= Beginning of Section =
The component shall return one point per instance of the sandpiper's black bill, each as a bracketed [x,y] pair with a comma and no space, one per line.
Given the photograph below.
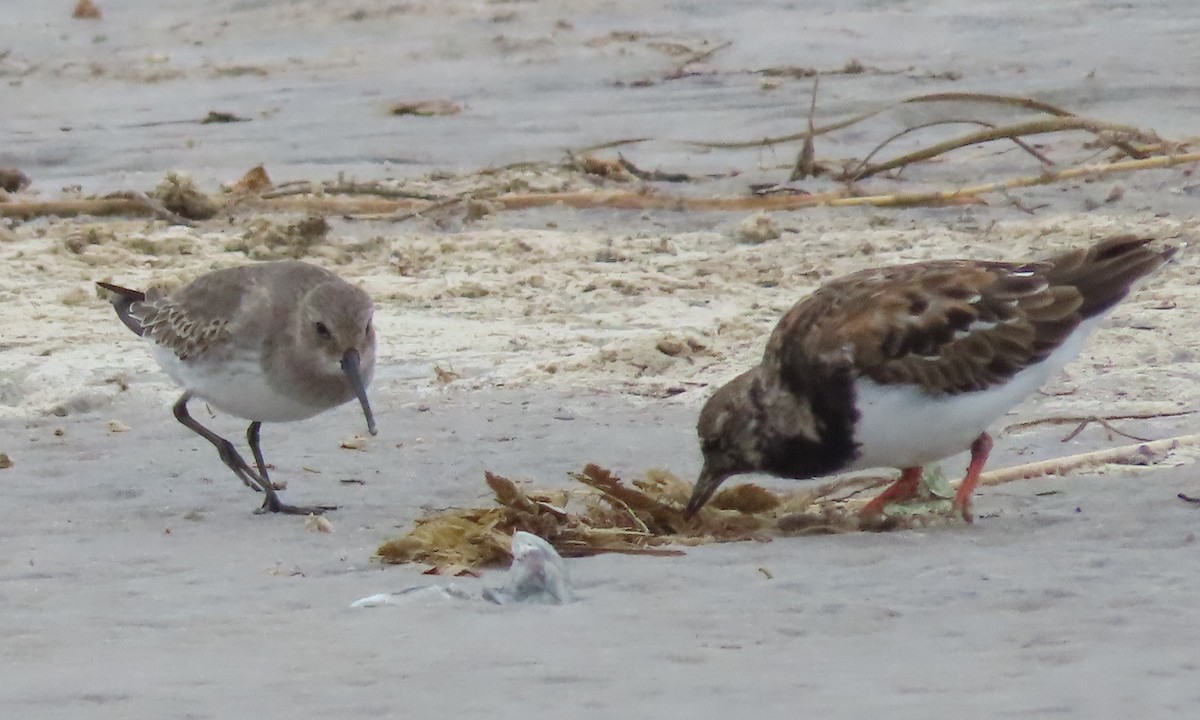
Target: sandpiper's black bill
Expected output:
[351,367]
= End of Section =
Assignment: With the pictures excluded, the records are to be reproduced exactly.

Solution:
The component shall return one point per instance of the sandpiper's black bill, each as a bracketed [x,y] pair with a comma and no space, one per line.
Given the photograph below.
Target: sandpiper's black bill
Expected output:
[351,367]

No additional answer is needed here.